= Source excerpt =
-- Start --
You most likely don't need metrics

Ever since we need to operate hardware and software in production, we have needed to know how those behave. For example, when I brew craft beer, I use an iSpindle to monitor the temperature and the gravity of my wort.

Every 15 minutes, the tool wakes up, checks the value it has to check, and sends them to a provider which stores that data and shows me graphs.


This works very well, and allows good monitoring of production impact. If my fridge stops working and my wort start going into too high temperatures, I can be alerted and fix the problem.

But does this also work well for modern web platforms?

The limits of metrics

The main difference between my small home brew setup and a web platform is the scale. While I’m sending metrics once every 15 minutes, your platform will have thousands of requests every second (or at least, that’s the hope).

A web platform will also need to track way more data than I need with my fermentations. There will be user agents, IP addresses, user IDs, and much more that you need to know about within your observability data to be able to properly investigate issues.
-- End --
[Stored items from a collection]
-- Start --
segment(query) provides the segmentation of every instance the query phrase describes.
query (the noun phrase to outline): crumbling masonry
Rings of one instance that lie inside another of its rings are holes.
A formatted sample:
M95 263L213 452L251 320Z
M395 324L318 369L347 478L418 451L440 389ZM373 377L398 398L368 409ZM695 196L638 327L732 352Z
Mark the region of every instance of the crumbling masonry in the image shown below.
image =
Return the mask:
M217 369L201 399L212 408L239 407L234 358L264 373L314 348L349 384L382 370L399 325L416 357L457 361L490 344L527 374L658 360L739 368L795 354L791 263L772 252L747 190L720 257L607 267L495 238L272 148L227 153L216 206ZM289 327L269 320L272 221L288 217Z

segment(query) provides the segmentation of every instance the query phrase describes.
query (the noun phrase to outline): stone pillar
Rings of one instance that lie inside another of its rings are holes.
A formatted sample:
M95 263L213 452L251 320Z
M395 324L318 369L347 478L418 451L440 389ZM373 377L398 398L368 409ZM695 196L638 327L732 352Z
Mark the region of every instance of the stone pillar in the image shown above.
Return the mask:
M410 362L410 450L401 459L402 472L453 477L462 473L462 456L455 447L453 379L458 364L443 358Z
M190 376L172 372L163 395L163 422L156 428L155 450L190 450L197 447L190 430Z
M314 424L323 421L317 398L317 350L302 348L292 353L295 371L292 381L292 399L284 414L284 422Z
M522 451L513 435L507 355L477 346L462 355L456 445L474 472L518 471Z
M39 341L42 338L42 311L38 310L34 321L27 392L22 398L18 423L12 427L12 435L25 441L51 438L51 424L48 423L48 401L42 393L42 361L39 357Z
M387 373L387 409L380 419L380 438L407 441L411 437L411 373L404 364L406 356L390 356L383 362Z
-- End --
= Parts of the exercise =
• A. Extract every line of the entries that contains the word "region".
• B. Carry on the article about metrics and web platforms from its final sentence.

= Outputs in order =
• A.
Mark the region of every instance of the crumbling masonry in the image shown below.
Mark the region of every instance of the stone pillar in the image shown above.

• B.
The cardinality of a metric is a number of individual values it has. If you have a metric for HTTP requests which has the HTTP method as an attribute, and the possible values are GET and POST, your cardinality is 2. If you add the status code as an attribute, and you can have 200 and 500 as status codes, then your cardinality is 4.
Now, if you want to know the latency of HTTP requests for a specific customer, you need to add their ID as an attribute, which will up your cardinality to your number of customers, multiplied by the cardinality of all the other attributes. Indeed, each metric with different attributes is considered as a different metric.

Unless you want to overwhelm your Time Series Database, you do not want high cardinality in your metrics. Tracking the HTTP method is fine. Tracking the major number of the status code (for example, 2xx) is fine too. But don’t put a user ID in there, or your bill will explode quite quickly.

As a general rule, all your metric attributes should have bounds, so you can predict your cardinality, and the scale of your TSDB. Setting any unbounded attributes (such as user ID) will give you issues at scale.


If low cardinality were the only issue with metrics, that wouldn’t be so problematic. We could “just” scale up our databases to handle more data, or write new engines that allow higher cardinality.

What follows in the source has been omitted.